:: Extracted text ::
A24 podcast-turned-haunted house flick Undertone delivers devils and decibels
If a podcaster screams, but their cohost wasn’t around to react, do they make a noise?
Undertone is a by-the-books horror that is saved by its central gimmick’s execution. The tagline for writer/director Ian Tuason’s movie speaks for itself: “It wants to be heard.”
The film centers around Evy (Nina Kiri), the skeptical host of the popular horror podcast Undertone. Evy has returned to her childhood home to care for her dying mother. Despite the stress of hospice care and an unexpected pregnancy, she continues waking up at 3:00 am to record her podcast virtually with her co-host Justin (voiced by Adam DiMarco). When 10 mysterious audio files appear in their inbox, the recordings prompt Evy to uncover hidden messages with parallels to her own life.
The concept of a paranormal podcaster haunted by the subjects they exploit seems like a slam dunk. Instead, the movie throws nursery rhyme conspiracy theories at the audience. Every children’s song has hidden messages about the exploitation and torture of youth? Sure. Does playing Baa, Baa, Black Sheep backwards reveal your demonic sleeper agent activation phrase? Is Baby Shark a dark, gritty tale about Freudian murder through generations?

:: Provided records ::
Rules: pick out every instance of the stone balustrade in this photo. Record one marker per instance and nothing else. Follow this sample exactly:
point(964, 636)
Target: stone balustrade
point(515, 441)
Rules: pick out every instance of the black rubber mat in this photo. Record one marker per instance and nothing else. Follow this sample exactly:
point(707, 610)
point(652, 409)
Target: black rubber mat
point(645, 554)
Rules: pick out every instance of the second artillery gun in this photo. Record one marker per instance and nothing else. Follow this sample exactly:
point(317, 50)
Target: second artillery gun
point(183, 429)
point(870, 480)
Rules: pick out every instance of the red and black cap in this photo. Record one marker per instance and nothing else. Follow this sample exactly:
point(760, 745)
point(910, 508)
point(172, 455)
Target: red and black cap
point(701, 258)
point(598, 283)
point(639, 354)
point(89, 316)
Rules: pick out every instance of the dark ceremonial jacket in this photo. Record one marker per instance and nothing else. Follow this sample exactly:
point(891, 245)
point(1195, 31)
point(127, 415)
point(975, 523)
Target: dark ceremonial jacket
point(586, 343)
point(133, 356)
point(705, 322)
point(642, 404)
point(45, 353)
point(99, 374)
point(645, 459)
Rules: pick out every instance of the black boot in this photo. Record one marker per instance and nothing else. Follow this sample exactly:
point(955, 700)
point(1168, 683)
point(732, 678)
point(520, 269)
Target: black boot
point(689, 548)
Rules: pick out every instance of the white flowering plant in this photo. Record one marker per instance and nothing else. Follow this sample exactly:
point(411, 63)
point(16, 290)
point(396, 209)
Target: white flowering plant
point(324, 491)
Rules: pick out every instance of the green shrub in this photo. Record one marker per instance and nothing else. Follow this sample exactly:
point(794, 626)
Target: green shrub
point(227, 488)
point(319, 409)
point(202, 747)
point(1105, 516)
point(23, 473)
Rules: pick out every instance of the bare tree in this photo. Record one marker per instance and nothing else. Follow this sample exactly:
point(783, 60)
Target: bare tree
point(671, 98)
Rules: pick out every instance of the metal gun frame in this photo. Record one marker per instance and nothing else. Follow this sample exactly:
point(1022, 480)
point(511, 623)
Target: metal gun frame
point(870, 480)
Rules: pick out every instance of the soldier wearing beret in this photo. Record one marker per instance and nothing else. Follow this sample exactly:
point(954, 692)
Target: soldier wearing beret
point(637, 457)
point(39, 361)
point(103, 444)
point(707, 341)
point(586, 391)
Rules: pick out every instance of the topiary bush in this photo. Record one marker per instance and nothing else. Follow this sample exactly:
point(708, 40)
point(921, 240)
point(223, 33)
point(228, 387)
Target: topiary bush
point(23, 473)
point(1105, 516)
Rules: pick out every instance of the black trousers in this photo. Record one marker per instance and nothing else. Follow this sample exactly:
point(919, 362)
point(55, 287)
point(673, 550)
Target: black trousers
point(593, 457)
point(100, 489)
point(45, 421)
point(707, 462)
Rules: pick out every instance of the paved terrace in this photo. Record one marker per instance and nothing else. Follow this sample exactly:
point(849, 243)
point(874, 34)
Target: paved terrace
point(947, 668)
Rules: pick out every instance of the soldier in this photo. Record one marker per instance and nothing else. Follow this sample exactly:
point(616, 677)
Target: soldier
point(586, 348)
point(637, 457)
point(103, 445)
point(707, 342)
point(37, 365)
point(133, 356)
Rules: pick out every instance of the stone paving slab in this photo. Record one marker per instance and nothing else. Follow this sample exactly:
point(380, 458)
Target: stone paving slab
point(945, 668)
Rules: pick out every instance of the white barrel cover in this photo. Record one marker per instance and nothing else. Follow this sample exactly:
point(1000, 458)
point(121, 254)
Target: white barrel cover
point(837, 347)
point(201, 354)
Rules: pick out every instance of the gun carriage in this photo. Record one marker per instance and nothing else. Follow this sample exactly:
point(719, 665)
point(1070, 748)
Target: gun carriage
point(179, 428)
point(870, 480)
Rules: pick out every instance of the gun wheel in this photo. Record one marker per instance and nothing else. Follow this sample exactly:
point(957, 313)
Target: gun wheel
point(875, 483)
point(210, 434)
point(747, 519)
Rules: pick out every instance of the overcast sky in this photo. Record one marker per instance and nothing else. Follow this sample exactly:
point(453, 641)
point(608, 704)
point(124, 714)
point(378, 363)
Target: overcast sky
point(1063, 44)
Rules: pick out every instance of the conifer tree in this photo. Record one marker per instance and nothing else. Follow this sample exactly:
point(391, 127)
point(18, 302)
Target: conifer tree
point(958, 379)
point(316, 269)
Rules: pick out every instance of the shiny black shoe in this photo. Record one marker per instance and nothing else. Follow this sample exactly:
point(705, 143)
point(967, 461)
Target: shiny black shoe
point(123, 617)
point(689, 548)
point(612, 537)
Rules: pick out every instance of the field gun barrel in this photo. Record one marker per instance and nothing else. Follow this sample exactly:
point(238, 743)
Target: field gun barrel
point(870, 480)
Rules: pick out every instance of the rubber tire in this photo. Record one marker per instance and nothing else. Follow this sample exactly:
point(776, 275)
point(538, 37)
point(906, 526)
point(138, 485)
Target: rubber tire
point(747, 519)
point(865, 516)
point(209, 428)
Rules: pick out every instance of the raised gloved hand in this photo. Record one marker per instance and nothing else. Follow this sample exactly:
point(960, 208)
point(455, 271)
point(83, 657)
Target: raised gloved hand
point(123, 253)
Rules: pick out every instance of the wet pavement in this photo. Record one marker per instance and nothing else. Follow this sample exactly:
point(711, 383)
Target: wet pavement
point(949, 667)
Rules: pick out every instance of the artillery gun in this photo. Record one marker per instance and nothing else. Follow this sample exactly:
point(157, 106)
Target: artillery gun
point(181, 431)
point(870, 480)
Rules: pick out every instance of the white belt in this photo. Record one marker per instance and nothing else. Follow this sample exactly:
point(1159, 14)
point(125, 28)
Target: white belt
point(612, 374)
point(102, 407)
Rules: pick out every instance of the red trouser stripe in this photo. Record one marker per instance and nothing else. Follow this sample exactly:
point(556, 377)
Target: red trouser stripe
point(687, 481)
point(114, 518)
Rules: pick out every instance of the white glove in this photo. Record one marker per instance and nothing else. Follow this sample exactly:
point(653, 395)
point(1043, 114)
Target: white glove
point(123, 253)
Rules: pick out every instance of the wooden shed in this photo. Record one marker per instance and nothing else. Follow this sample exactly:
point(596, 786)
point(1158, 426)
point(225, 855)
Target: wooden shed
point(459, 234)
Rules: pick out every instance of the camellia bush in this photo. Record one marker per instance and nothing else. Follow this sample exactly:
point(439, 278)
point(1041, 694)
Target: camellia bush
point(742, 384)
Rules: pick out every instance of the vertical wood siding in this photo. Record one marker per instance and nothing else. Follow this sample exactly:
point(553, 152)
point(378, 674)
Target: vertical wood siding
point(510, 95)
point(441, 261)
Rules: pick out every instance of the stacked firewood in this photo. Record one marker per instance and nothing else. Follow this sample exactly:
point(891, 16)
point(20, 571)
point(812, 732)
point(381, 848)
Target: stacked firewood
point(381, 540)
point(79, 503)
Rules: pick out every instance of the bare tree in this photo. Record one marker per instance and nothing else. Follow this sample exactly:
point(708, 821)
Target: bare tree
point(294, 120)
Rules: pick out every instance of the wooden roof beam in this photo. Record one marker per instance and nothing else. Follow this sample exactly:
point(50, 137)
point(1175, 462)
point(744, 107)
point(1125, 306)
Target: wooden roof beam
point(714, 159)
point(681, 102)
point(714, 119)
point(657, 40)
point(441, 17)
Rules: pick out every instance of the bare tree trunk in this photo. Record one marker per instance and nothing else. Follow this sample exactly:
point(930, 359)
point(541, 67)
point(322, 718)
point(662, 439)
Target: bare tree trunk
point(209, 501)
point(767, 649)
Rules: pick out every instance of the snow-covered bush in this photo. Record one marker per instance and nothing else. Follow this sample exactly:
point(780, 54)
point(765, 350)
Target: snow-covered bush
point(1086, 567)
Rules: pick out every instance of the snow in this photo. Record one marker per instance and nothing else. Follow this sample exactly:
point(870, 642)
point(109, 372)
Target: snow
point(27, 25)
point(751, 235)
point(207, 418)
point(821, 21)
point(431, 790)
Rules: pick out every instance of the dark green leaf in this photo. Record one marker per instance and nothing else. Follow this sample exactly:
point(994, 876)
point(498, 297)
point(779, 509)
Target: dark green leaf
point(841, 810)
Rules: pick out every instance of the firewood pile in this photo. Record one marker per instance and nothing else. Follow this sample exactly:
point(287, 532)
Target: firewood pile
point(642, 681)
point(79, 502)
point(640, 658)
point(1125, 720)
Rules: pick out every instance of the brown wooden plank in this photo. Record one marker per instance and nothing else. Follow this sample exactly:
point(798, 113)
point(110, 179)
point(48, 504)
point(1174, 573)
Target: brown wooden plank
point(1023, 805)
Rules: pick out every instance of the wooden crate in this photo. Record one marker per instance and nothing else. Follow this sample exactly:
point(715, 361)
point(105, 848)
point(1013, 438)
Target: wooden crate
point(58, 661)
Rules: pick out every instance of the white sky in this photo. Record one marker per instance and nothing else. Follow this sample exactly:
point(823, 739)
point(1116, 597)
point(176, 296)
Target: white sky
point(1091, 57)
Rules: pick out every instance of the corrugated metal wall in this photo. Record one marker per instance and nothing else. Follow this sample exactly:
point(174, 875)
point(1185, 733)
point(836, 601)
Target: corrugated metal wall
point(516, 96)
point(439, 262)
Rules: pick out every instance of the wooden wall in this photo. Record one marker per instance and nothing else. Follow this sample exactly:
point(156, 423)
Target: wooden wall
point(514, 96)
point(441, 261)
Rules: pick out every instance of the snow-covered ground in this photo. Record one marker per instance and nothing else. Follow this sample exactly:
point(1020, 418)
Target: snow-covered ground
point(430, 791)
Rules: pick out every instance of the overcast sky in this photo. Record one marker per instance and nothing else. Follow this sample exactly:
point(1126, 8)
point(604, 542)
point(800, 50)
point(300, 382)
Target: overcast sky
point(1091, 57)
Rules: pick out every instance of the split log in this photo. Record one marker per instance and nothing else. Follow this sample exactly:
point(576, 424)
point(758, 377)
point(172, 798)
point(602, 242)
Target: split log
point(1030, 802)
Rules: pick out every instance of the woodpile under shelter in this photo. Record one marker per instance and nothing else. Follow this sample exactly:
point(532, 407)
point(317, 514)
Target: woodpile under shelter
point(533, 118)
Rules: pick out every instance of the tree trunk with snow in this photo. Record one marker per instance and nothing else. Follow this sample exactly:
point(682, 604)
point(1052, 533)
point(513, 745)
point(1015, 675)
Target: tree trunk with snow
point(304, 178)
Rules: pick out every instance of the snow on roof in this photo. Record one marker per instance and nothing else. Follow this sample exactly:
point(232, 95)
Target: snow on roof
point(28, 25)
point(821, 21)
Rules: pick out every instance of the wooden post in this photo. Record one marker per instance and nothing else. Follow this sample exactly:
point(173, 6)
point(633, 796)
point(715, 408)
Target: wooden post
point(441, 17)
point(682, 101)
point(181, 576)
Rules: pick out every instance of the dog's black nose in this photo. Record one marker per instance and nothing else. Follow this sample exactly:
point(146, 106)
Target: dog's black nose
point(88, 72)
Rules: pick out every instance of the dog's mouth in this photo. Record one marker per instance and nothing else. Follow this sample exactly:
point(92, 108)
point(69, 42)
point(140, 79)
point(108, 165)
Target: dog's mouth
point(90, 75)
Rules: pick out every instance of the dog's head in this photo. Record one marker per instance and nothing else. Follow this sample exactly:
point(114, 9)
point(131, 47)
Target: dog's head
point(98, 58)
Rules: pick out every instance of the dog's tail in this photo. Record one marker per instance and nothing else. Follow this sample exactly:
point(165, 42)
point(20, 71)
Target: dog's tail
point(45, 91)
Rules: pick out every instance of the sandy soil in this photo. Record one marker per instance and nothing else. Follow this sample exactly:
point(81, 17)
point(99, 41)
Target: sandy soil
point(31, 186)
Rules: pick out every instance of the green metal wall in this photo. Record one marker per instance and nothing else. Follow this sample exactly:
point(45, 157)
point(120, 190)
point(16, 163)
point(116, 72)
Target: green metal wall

:: Request ::
In the Undertone review, what time does Evy wake up to record her podcast with her co-host?

:: Result ::
3:00 am